# PROVIDED INFORMATION start
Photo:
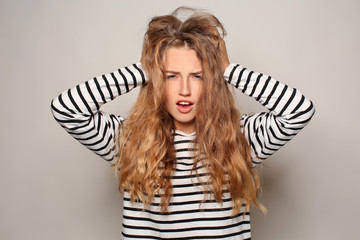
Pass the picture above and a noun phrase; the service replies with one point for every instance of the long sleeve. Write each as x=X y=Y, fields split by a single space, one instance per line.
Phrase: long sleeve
x=289 y=111
x=77 y=109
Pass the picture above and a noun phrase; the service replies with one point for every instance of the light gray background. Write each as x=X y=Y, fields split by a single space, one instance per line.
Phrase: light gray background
x=51 y=187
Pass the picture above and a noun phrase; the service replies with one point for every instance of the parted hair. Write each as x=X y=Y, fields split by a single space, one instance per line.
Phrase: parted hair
x=146 y=156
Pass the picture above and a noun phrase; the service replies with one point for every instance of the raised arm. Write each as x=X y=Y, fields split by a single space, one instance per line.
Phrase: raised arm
x=77 y=109
x=289 y=110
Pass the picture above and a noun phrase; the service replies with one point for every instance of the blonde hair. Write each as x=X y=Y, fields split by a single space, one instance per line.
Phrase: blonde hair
x=147 y=154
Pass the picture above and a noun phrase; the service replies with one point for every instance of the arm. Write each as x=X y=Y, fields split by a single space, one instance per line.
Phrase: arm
x=77 y=109
x=289 y=111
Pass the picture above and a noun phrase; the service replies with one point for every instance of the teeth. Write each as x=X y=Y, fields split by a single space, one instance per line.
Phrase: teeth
x=184 y=103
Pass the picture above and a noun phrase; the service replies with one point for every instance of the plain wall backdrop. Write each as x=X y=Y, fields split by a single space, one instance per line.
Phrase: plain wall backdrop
x=51 y=187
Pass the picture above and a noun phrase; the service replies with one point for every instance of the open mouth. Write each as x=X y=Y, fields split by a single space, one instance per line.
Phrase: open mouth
x=184 y=106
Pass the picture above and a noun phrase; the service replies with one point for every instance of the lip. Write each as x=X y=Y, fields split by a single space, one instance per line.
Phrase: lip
x=184 y=108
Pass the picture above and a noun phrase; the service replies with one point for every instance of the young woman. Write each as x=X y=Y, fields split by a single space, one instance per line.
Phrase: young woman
x=185 y=157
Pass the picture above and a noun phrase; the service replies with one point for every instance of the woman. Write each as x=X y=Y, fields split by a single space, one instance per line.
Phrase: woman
x=185 y=157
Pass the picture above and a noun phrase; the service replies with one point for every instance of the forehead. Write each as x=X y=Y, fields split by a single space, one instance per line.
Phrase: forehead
x=181 y=58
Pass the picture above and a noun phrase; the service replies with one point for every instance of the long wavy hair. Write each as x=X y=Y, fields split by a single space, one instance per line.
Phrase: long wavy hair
x=146 y=148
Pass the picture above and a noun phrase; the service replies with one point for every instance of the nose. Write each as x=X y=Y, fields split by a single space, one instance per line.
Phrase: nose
x=185 y=87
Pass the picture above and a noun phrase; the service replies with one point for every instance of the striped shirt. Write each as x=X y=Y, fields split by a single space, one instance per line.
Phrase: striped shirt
x=77 y=110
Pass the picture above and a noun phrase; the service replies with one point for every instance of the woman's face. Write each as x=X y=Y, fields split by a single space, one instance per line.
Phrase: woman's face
x=183 y=86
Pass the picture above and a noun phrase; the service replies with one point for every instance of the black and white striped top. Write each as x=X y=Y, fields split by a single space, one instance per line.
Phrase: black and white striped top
x=78 y=111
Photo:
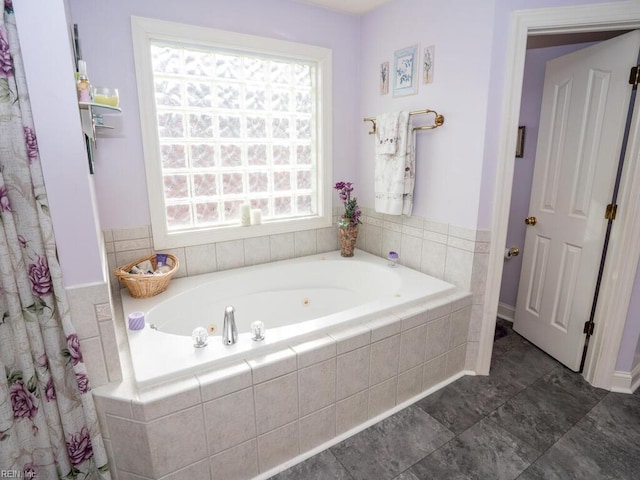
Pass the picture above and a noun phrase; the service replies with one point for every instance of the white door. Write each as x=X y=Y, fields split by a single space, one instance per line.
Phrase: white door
x=584 y=109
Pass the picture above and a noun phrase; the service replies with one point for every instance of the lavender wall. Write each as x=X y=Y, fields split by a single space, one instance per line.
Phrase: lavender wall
x=523 y=172
x=105 y=33
x=448 y=159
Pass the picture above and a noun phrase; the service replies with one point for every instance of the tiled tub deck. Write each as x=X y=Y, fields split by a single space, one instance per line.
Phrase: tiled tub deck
x=257 y=416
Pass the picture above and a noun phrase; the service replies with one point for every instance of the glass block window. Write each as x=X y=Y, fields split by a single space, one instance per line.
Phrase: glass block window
x=234 y=128
x=231 y=119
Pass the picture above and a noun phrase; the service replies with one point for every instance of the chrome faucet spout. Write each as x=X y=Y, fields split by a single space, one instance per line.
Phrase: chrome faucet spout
x=229 y=330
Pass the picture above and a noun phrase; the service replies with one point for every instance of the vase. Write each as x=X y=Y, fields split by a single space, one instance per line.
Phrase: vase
x=347 y=237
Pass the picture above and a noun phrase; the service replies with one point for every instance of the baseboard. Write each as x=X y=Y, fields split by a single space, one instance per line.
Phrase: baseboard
x=626 y=382
x=506 y=312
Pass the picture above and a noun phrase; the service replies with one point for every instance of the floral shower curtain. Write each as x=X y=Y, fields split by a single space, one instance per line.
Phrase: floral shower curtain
x=48 y=423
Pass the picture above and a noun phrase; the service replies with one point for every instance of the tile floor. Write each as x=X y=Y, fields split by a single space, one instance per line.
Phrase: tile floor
x=530 y=419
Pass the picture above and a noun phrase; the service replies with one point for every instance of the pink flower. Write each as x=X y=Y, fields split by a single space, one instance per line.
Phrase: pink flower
x=40 y=277
x=73 y=344
x=6 y=62
x=42 y=360
x=22 y=401
x=49 y=391
x=79 y=447
x=32 y=144
x=83 y=382
x=30 y=471
x=5 y=206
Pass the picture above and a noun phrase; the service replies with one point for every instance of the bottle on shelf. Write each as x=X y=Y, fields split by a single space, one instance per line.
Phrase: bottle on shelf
x=83 y=85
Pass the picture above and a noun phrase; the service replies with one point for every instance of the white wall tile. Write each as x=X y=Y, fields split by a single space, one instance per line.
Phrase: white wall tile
x=384 y=359
x=223 y=381
x=237 y=463
x=230 y=254
x=382 y=397
x=200 y=259
x=278 y=446
x=230 y=420
x=352 y=411
x=352 y=372
x=305 y=243
x=317 y=428
x=282 y=246
x=276 y=402
x=410 y=383
x=317 y=386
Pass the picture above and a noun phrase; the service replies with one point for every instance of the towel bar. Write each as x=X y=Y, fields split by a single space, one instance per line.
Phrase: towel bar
x=437 y=122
# PROVIDED INFORMATION end
■ WORK INSTRUCTIONS ■
Copy out every line of the records above word for word, leaving out the pictures.

■ CORRECT OUTPUT ■
Photo:
Pass the picture above and a noun phrase; the service replies with one point for every instance of the long sleeve. Write each as x=X y=Y, fields split by a single space, one instance per line.
Phrase: long sleeve
x=289 y=111
x=77 y=109
Pass the picture above and a noun phrase; the service replies with one point for every instance of the light gray background. Write each as x=X y=Y, fields split by a single space, one instance per line.
Phrase: light gray background
x=51 y=187
Pass the picture above and a noun phrase; the service replies with one point for every instance of the parted hair. Write each as x=X y=Y, fields split by a single space, one instance per line.
Phrase: parted hair
x=146 y=156
Pass the picture above and a noun phrase; the service replies with one point for every instance of the raised arm. Write each as x=X y=Y, fields split by a single space, one instance per line.
Phrase: raised arm
x=77 y=109
x=289 y=110
Pass the picture above and a noun phrase; the service replies with one point for every instance of the blonde hair. Write each as x=X y=Y, fields split by a single space, one instance per line.
Phrase: blonde hair
x=147 y=154
Pass the picture above and a noun phrase; the service replies with one point for every instance of the arm. Write each as x=X y=Y, fields split by a single space, one instance per line.
Phrase: arm
x=77 y=109
x=289 y=111
Pass the picture above and a noun phrase; the service replies with one point for every instance of the teeth. Write each as x=X y=Y, fields split by a single space, one instance per line.
Phrase: teeth
x=184 y=103
Pass the picture above and a noun phrase; the service replies with one point for every instance of the plain wall backdrop. Write each as x=X y=Y, fields split by a single space, one instance per line.
Phrase: plain wall backdrop
x=51 y=187
Pass the picture above and a noun phrase; the service replies with one point for every instance of the open mouth. Write each as x=X y=Y, fields split by a single space, one instance per line.
Phrase: open mouth
x=184 y=106
Pass the picture above and a noun phrase; the service replies with one point for every instance of the lip. Write each as x=X y=Y, fields split by a single space, one instance per line.
Phrase: lip
x=184 y=108
Pass the picture above and a noun phrase; the service replies with one point for every instance of the young woman. Write each as x=X y=Y, fields split by a single space, one instance per line.
Phrase: young woman
x=185 y=157
Pass the picture above and a noun phrase; the service replies with one point for every instance of the woman. Write each as x=X y=Y, fields split by a single space, one instance per line.
Phrase: woman
x=185 y=157
Pass the picture above and a noun phrase; the service replies with one point for every instance of the forehead. Write each as x=X y=Y, fields split by a single space, one instance per line.
Phrase: forehead
x=181 y=58
Pass the picture above and a noun phrase; the service replies with one point for every instance of the long wavy hair. Write each as x=X y=Y, fields split by a single space, one instance per line.
Phrase: long wavy hair
x=146 y=148
Pass the picture above and a noun phrase; the service replies with one point for every instance of the nose. Write each as x=X y=Y, fields split by a single space, one instance per line.
Phrase: nose
x=185 y=87
Pass the picture above and a noun phrase; the service replies with one point for every instance of the striped shirt. Write each as x=X y=Y, fields split by a single space, one instance per line.
Phrase: striped shirt
x=77 y=110
Pass the picture above and a noun phrase; the service replies with one point for every instance of the woman's face. Write each as x=X y=Y, fields split by a single space, one instance per line.
Phrase: woman's face
x=183 y=86
Pass the picture above and a noun phrase; the service replies with one point for every instance of the black and white striped top. Write each as x=X y=Y, fields split by a single space, one instance per line.
Phrase: black and white striped top
x=78 y=111
Photo:
Pass the picture above and a noun phrase; the service replies with one point for every instance of the white door. Write each as x=X y=Y, fields split by a single space, one instance per line.
Phrase: white door
x=584 y=109
Pass the picture above and a noun phrase; the service replies with one point for every instance of the lavender wall. Write each as x=X y=Y, fields split by a single space, one instance per line.
Phrase: lavender wall
x=523 y=172
x=105 y=33
x=448 y=159
Pass the picture above and a noun phrase; the service replies with one point for every instance of the tiled tub deck. Write each as x=X y=Y, fields split by a single space, one instance per line.
Phrase: tiled tub deck
x=257 y=416
Pass the picture above and a noun phrase; the service replies with one point for every instance of the glass block window. Write each as x=X y=Y, fields split by a single space, one instance per line.
Phrase: glass block window
x=234 y=128
x=231 y=119
Pass the picture above and a noun phrase; the service replies with one point for every instance of the chrome faucet spout. Write each as x=X y=Y, fields split by a single space, one instance per line.
Phrase: chrome faucet spout
x=229 y=330
Pass the picture above and a noun phrase; the service replies with one point for every instance of the vase. Write each as x=X y=Y, fields split by a single space, one instance per line.
Phrase: vase
x=347 y=237
Pass the picture above and a noun phrase; the service replies with one point for every instance of the baseboard. Write each as x=X y=Y, fields split by a single space, one instance per line.
Phrase: baseboard
x=626 y=382
x=506 y=312
Pass the picture above and a noun phrase; the service replies with one point for every instance of the floral shower curtain. Write each as x=X y=Y, fields split by a single space, one instance per line.
Phrase: floral shower curtain
x=48 y=423
Pass the picture above and a noun phrase; the service replies with one point for every instance of the tile floor. Write each as x=X y=Y, fields split by a single space, one instance per line.
Phrase: tile floor
x=530 y=419
Pass the picture above and a noun phrase; the service replies with one point for every instance of the pink flower. Write each as x=X y=Y, fields split by a single space, one instance per line.
Phrase: pink flower
x=40 y=277
x=73 y=344
x=6 y=62
x=42 y=360
x=22 y=401
x=49 y=391
x=79 y=447
x=32 y=144
x=83 y=382
x=30 y=471
x=5 y=206
Pass the picture above and a noun phrase; the service replies with one point for every instance of the bottle on shelf. Write each as x=X y=Y, fields split by a single space, one instance per line.
Phrase: bottle on shelf
x=83 y=85
Pass the picture above and a noun phrase; the service replies with one point for every instance of the white wall tile. Write each as x=X y=Y, fields split by a single space, one instance per line.
Phrase: white wall tile
x=384 y=359
x=223 y=381
x=237 y=463
x=230 y=254
x=382 y=397
x=200 y=259
x=278 y=446
x=230 y=420
x=352 y=411
x=352 y=372
x=305 y=243
x=317 y=428
x=282 y=246
x=276 y=402
x=410 y=383
x=317 y=386
Pass the picture above and a noun phrase; the service replies with one point for every instance of the towel bar. Write each as x=X y=Y, fields split by a single space, one instance per line.
Phrase: towel bar
x=437 y=122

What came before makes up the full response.